### Document text
In this post, we take an updated look at 10 container monitoring solutions. This effort builds on earlier work including Ismail Usman’s Comparing 7 Monitoring Options for Docker from 2015 and The Great Container Monitoring Bake Off Meetup in October of 2016. This article was originally written in 2017 and was last updated at the end of 2018.

The number of monitoring solutions is daunting. New solutions are coming on the scene continuously, and existing solutions evolve in functionality. Rather than looking at each solution in depth, we will take the approach of drawing high-level comparisons. With this approach, readers can hopefully “narrow the list” and do more serious evaluations of solutions best suited to their own needs.

The monitoring solutions covered here include:

In the following sections, we suggest a framework for comparing monitoring solutions, present a high-level comparison of each, and then discuss each solution in more detail by addressing how each solution works with Rancher. We also cover a few additional solutions you may have come across that did not make the top 10.

A Framework for Comparison

One challenge with objectively comparing monitoring solutions is that architectures, capabilities, deployment models, and costs can vary widely. One solution may extract and graph Docker-related metrics from a single host while another aggregates data from many hosts, measures application response times, and sends automated alerts under particular conditions.

Having a framework is useful when comparing solutions. We’ve constructed the following tiers of functionality that most monitoring solutions have in common as a basis for this comparison. Like any self-respecting architectural stack, this one has seven layers:

Diagram of Kubernetes monitoring layers

Diagram of Kubernetes monitoring layers

  • Host agents: The host agent represents the appendages of the monitoring solution, extracting time-series data from various sources like APIs and log files. Agents are usually installed on each cluster host (either on-premises or cloud-resident) and are themselves often packaged as Docker containers for ease of deployment and management.
  • Data gathering framework: While single-host metrics are sometimes useful, administrators usually need a consolidated view of all hosts and applications. Monitoring solutions typically have some mechanism to gather data from each host and persist it in a shared data store.
  • Datastore: The datastore may be a traditional database, but is more commonly some form of scalable, distributed database optimized for time-series data comprised of key-value pairs. Some solutions have native datastores while others leverage pluggable open-source datastores.
  • Aggregation engine: The problem with storing raw metrics from dozens of hosts is that the amount of data can become overwhelming. Monitoring frameworks often provide data aggregation capabilities, periodically crunching raw data into consolidated metrics (like hourly or daily summaries), purging old data that is no longer needed, or re-factoring data in some fashion to support anticipated queries and analysis.
  • Filtering & analysis: A monitoring solution is only as good as the insights you can gain from the data. Filtering and analysis capabilities vary widely. Some solutions support a few pre-packaged queries presented as simple time-series graphs, while others have customizable dashboards, embedded query languages, and sophisticated analytic functions.

Records from a data collection
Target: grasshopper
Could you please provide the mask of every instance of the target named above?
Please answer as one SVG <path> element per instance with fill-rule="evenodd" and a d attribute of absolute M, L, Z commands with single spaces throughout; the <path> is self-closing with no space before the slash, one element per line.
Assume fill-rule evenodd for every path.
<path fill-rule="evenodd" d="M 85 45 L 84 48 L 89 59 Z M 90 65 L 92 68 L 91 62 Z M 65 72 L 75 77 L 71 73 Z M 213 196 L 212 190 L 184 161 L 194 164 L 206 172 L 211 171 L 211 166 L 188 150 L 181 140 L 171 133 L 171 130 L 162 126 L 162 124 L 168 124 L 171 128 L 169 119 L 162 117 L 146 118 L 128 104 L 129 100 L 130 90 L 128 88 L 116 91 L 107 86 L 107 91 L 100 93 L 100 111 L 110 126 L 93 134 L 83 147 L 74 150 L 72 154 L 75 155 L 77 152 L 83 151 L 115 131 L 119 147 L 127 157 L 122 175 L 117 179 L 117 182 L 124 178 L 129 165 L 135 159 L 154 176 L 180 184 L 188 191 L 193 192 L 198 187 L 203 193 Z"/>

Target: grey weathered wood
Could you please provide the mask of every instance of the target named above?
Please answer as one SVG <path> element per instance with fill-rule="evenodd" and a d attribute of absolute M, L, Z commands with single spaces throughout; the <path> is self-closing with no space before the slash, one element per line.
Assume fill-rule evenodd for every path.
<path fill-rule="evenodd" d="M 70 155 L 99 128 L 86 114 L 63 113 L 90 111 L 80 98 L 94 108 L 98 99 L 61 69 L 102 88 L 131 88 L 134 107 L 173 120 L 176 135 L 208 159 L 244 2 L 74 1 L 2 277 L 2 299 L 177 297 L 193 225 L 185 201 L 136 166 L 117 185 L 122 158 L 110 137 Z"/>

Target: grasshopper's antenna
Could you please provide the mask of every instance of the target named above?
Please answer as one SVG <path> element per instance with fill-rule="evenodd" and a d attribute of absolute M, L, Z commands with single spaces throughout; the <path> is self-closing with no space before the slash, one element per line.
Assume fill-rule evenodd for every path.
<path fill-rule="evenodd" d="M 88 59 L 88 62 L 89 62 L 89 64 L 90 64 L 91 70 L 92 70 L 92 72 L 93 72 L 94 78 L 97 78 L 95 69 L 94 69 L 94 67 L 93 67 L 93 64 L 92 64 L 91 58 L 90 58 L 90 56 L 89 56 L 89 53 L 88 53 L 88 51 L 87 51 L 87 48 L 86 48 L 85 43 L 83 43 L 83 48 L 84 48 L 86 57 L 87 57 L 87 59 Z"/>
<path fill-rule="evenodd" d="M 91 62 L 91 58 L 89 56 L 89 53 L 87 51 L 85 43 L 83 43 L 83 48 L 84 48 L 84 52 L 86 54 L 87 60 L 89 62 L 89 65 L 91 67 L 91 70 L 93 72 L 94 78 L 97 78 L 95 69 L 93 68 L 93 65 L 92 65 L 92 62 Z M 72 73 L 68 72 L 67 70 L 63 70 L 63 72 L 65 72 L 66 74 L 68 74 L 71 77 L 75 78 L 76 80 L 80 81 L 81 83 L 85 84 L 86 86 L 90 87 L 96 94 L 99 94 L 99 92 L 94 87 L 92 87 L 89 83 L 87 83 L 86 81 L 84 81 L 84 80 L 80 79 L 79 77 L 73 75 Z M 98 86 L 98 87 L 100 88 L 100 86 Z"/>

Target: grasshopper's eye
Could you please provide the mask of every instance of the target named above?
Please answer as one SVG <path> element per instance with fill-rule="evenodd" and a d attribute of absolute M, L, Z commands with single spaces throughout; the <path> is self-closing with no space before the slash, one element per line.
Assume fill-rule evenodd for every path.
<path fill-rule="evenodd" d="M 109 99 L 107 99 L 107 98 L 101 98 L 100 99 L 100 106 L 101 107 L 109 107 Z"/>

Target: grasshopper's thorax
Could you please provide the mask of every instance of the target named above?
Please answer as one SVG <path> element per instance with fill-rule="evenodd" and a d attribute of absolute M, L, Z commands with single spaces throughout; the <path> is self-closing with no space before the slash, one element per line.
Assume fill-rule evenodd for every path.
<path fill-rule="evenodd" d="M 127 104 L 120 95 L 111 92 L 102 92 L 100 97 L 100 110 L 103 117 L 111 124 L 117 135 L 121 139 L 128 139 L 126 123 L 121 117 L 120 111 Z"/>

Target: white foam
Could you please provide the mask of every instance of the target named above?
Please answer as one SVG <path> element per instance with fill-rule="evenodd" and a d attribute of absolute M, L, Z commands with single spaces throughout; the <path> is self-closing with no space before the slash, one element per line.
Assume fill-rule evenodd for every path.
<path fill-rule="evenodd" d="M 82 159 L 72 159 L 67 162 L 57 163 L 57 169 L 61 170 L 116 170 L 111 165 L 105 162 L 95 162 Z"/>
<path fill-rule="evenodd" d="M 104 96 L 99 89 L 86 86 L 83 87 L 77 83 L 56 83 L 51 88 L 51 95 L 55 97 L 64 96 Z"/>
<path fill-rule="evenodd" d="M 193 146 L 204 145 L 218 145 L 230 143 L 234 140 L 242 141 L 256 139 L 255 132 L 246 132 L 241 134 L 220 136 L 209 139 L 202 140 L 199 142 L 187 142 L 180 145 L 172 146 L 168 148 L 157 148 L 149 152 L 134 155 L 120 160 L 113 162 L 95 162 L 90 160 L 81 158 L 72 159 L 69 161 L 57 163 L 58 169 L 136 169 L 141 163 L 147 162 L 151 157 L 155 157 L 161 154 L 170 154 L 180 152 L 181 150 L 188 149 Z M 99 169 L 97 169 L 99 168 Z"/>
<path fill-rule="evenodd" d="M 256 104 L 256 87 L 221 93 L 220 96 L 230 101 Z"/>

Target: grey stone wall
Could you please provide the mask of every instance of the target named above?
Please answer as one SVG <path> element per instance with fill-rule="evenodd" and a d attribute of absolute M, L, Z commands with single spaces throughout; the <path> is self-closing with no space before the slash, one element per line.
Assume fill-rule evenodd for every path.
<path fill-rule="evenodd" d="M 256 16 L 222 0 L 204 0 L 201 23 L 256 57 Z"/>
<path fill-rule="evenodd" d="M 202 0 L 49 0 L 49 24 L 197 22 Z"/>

### Problem to solve
Copy word for word the passage of the container monitoring article that begins with "The monitoring solutions" and ends with "the top 10.".

### Finished task
The monitoring solutions covered here include:

In the following sections, we suggest a framework for comparing monitoring solutions, present a high-level comparison of each, and then discuss each solution in more detail by addressing how each solution works with Rancher. We also cover a few additional solutions you may have come across that did not make the top 10.